Written problem A:
In what year was the Helsinki Amateur Photographers' Club founded, according to the passage on Finnish photography?
Written problem B:
Reproduce word for word the section of the passage on Finnish photography that opens with the words containing "LIGHT IS ALL, SUBJECT" and closes with "now been tamed.".

During the years of crisis it was important to focus on national themes. Popular images featured staunch patriarchs, demure maidens in scarves, children playing, and landscapes with symbolic values titled "Arising Thunder", "Ice Road" or "Breaking the Ice", "Prisoner of Winter" and "Land of Legend".

LIGHT IS ALL, SUBJECT MATTER NOTHING

Finnish photographers and enthusiasts were not attracted by a documentary attitude. There were few traces of the recent war in the works of the period. The authors of the 1946 book Kameran taidetta (Art of the Camera), Arvi Hanste and Santeri Levas, well-known art photographers and camera club activists, were also vexed about modernist photographs, pointing out as often as possible that the extremes of the "new orientation" had now been tamed.

To raise photography to the level of art called for the author’s personality to come forth. Levas wanted light and the photographer together to create the image. The subject matter was nothing – light was everything. Levas spoke of light as an almost metaphysical phenomenon, for which the photographer nonetheless had to find an inspiring parallel in reality.

"--the Finnish photographer always keeps to nature. -- There is often

something melancholy about Finnish pictures. The graceful lightness in rhythm and the life sustaining richness in tones that we often find in photographs of the southern peoples is wholly foreign to the Finnish photographer, who always strives for suppressed softness and quiet harmony. The Finnish national character is ultimately introverted and meditative, and even Finnish art photography concentrates on reflection of emotions instead of phenomena of the outside world" (Santeri Levas, 1946)

ONLY COMPETITIONS LEAD TO ART PHOTOGRAPHS
PRIZES AND PUBLICATIONS CREATE MODELS

The Amatör-fotografklubben i Helsingfors (AFK, The Helsinki Amateur Photographers´ Club) was founded in 1889 and was Finland's first association of photographers. Language skills, knowledge and funds were prerequisites for learning photography. Up to the late 1930s university graduates were the majority among the membership, and one member out of ten was female. In 1932 Finland's nine associations of photographers formed the Finnish Federation of Camera Clubs. Less educated people gradually joined in and academic or professional titles were no longer used in the 1950s. They were replaced by titles earned by submitting photographs to FIAP (The International Federation of Photographic Art), RPS (The Royal Photographic Society) and PSA (The Photographic Society of America). The acronyms AFIAP, ARPS, APSA then signified an artist recognized by those international organizations.

Professional photographers joined the camera clubs to realize their aims and to obtain precious knowledge of composition. Since the termination of the two-year course in photography at the Central School of Applied Arts in 1939 no formal training was offered before the year 1959. Many of the country's leading photojournalists had learned and taught at camera clubs, where professionals would take turns with amateurs in winning prizes.

For many years the practice in amateur photography was to arrange competitions and to exhibit the winning pictures for a few days. Photographs were on show so rarely that Kameralehti Magazine in the late 1950´s wrote: "It would be desirable to have one exhibition every year at least in Helsinki. "As pictures were few in number they had a great impact. The few publications in the field were efficient media for establishing models.

A solo exhibition was not a real option. Ivan Timirjasev had held a photo exhibit at the Strindberg gallery in Helsinki in 1918. The next one was by Trond Hedström at the Stockmann department store gallery in 1953. Most of the photographs were Hedström's commercial works, and the ones created with personal interest demonstrated the extent of his professionalism and his orientation towards portraits. Matti A. Pitkänen followed the same concept six years later in the next one-man show. Gradually professional photography gained artistic esteem.

Supplied material:
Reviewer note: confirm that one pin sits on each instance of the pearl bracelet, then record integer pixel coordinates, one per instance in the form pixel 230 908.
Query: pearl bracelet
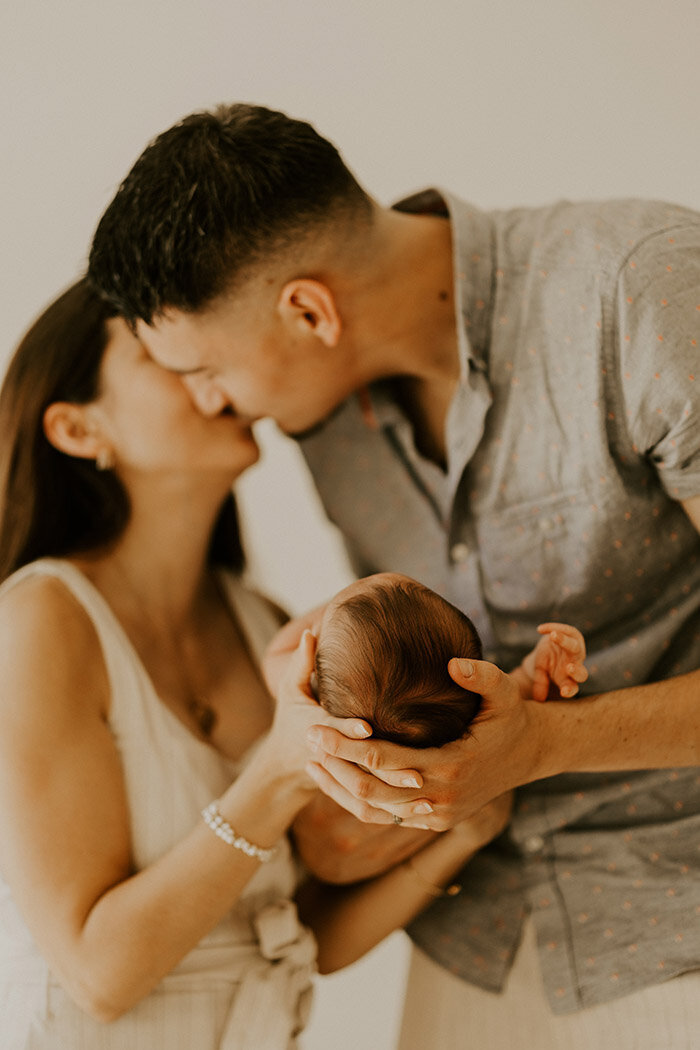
pixel 213 819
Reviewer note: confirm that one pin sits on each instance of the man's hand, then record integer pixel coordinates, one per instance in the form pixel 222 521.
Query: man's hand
pixel 437 788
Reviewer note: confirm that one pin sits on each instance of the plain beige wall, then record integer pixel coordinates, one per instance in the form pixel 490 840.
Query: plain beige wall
pixel 506 103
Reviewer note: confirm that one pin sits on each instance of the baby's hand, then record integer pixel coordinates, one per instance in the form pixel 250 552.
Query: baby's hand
pixel 558 658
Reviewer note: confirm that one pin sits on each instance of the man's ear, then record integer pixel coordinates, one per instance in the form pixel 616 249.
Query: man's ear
pixel 68 427
pixel 311 306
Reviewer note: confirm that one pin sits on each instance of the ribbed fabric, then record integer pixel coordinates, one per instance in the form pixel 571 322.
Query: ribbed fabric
pixel 246 986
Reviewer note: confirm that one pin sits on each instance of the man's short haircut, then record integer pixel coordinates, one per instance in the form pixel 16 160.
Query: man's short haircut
pixel 208 200
pixel 383 656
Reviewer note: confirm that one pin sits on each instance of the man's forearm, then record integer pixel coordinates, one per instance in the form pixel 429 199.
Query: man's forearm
pixel 655 726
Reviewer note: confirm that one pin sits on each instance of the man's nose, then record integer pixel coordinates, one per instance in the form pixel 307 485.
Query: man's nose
pixel 207 396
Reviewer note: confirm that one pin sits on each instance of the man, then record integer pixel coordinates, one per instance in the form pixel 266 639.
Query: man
pixel 504 406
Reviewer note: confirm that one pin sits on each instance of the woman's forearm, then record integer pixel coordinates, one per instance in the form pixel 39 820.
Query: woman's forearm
pixel 139 930
pixel 348 922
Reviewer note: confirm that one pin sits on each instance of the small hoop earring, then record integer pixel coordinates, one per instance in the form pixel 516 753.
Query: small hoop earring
pixel 105 459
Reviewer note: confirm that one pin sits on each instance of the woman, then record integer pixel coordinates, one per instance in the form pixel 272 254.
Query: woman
pixel 132 915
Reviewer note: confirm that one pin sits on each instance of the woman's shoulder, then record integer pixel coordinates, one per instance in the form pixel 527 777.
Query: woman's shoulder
pixel 46 634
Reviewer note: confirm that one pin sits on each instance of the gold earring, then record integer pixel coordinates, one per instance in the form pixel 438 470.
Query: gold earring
pixel 105 459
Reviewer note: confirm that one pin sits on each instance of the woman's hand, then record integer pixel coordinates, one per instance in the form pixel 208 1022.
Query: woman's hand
pixel 376 780
pixel 296 711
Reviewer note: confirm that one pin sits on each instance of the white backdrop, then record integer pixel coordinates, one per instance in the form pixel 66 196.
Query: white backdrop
pixel 504 102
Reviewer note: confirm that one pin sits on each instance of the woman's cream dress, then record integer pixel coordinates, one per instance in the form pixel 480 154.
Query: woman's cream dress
pixel 247 985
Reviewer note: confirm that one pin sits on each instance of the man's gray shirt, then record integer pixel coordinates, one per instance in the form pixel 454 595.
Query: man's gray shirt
pixel 572 437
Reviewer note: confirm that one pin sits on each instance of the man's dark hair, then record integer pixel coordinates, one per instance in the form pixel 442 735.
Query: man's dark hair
pixel 208 200
pixel 383 656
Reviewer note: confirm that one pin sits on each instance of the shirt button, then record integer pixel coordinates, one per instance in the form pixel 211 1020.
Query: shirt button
pixel 460 552
pixel 533 843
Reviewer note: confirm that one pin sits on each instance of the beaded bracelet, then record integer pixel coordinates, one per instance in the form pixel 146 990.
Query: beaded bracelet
pixel 213 819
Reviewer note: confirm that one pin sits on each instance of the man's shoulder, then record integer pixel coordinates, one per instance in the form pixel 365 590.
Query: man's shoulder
pixel 584 233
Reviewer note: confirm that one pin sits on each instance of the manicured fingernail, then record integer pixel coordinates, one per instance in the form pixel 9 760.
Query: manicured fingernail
pixel 411 782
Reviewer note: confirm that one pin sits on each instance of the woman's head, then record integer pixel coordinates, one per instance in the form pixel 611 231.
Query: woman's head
pixel 55 503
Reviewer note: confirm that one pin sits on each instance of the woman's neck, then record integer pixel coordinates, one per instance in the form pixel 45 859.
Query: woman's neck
pixel 158 566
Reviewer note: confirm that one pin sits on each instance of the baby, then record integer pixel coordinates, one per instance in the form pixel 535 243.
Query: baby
pixel 382 653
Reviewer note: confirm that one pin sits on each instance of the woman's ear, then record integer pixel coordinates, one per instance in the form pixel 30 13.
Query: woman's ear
pixel 67 426
pixel 311 306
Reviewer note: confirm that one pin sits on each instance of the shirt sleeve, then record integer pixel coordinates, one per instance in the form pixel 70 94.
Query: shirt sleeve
pixel 658 311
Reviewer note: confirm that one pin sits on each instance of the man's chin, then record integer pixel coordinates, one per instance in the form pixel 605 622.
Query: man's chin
pixel 299 433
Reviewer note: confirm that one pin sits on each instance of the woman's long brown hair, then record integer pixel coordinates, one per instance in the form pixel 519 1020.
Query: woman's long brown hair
pixel 52 504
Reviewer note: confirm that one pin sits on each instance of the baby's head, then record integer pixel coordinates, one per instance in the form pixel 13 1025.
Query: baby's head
pixel 383 648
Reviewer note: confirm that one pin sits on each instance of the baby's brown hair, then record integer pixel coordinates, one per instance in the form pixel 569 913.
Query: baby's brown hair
pixel 382 655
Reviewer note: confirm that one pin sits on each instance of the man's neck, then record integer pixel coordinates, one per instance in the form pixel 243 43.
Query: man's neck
pixel 409 326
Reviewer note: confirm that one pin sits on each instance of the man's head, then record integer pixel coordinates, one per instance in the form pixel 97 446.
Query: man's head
pixel 383 648
pixel 217 249
pixel 210 202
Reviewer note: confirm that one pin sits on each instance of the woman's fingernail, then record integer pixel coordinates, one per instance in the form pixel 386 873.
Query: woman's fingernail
pixel 411 782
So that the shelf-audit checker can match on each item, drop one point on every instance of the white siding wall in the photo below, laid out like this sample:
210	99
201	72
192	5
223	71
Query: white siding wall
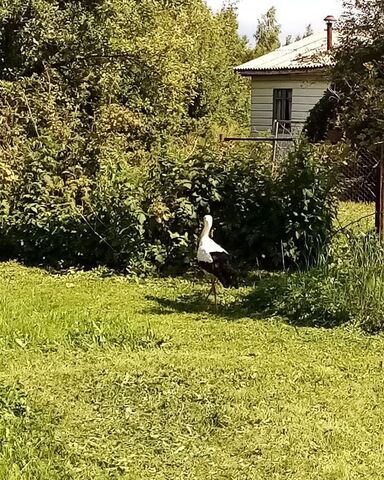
306	91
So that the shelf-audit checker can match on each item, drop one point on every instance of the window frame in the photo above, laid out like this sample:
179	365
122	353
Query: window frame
284	96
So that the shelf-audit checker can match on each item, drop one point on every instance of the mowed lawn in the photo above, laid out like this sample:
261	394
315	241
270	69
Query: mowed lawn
105	378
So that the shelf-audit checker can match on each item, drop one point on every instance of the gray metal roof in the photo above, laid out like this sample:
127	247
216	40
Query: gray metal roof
308	53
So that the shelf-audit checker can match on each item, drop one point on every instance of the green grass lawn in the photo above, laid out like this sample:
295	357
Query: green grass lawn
105	378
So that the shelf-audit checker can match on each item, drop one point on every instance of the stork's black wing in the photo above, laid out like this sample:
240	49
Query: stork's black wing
222	269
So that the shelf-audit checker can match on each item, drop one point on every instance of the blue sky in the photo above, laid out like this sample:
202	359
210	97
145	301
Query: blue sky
293	15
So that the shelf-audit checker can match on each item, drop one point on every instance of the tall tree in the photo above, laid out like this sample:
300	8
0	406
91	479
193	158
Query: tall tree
308	31
267	33
359	70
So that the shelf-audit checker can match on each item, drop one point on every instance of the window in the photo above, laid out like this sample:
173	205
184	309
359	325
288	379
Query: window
282	108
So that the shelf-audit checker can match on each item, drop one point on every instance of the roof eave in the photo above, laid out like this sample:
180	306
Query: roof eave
280	71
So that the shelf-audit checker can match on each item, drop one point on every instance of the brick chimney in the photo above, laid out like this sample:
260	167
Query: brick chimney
329	20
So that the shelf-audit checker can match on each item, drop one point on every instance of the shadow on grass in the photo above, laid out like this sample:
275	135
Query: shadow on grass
267	296
258	303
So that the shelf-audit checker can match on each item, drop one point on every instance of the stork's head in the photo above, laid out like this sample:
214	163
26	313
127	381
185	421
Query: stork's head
208	221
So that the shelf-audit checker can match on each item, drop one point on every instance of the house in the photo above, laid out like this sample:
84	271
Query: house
289	81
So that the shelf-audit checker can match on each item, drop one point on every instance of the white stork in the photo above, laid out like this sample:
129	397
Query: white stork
213	259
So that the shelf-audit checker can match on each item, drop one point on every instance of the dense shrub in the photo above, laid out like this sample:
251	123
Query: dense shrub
137	218
346	286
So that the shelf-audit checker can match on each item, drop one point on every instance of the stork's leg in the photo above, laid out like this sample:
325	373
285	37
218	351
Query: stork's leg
214	291
210	291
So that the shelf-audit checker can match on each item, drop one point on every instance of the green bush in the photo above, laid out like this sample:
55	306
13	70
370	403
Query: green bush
149	218
346	286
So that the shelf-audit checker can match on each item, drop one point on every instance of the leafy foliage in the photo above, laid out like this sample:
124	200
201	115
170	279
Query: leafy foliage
322	117
106	130
359	71
267	34
346	286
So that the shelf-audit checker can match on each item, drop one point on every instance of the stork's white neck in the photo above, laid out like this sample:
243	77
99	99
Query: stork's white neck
208	221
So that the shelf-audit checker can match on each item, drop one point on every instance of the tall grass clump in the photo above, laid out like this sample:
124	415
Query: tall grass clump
346	286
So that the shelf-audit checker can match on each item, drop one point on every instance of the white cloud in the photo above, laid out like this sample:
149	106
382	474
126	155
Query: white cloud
293	15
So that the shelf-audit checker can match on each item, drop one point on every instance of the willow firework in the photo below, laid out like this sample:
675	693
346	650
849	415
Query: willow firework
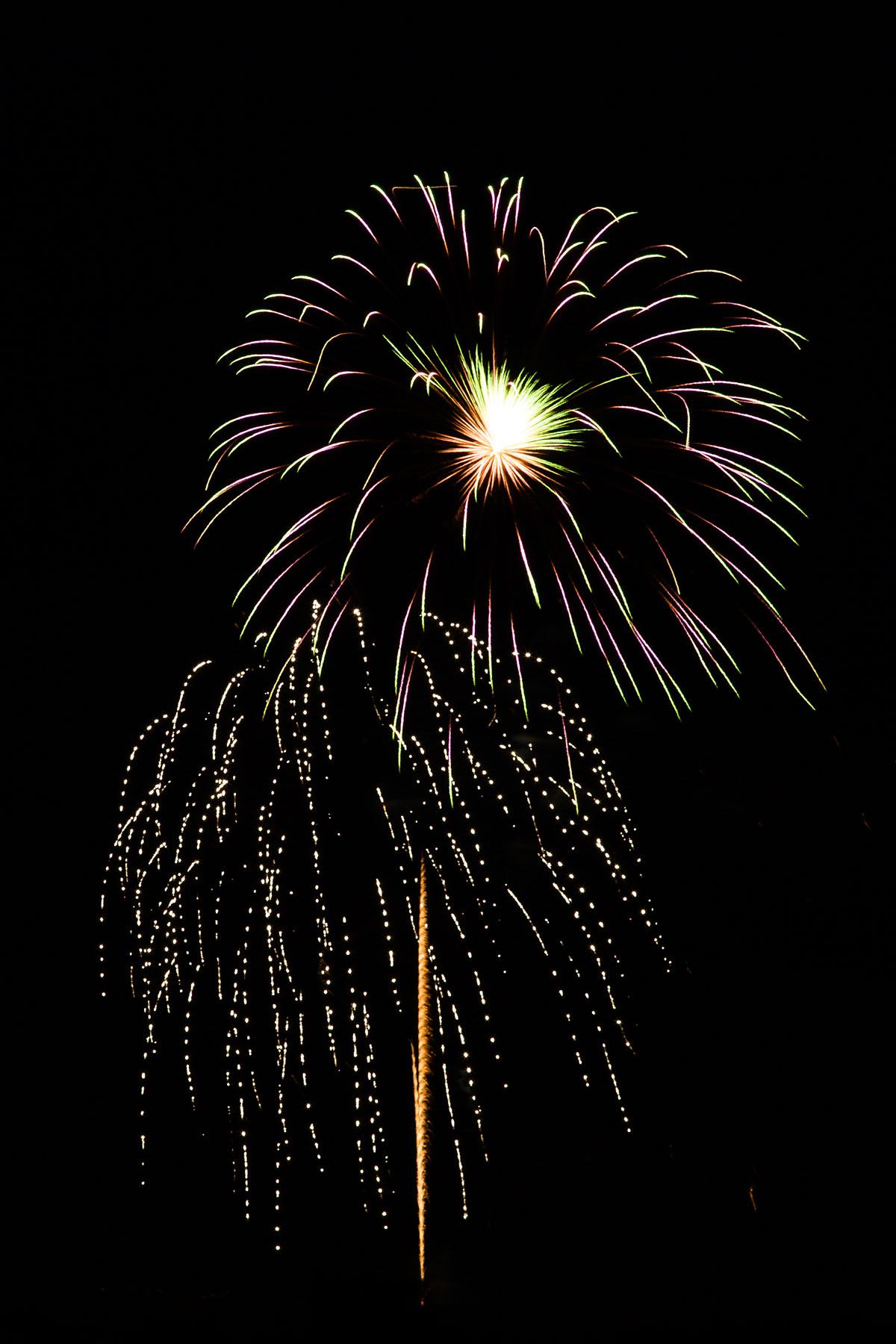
269	877
528	435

Full answer A:
1889

Full answer B:
LIGHT IS ALL, SUBJECT MATTER NOTHING

Finnish photographers and enthusiasts were not attracted by a documentary attitude. There were few traces of the recent war in the works of the period. The authors of the 1946 book Kameran taidetta (Art of the Camera), Arvi Hanste and Santeri Levas, well-known art photographers and camera club activists, were also vexed about modernist photographs, pointing out as often as possible that the extremes of the "new orientation" had now been tamed.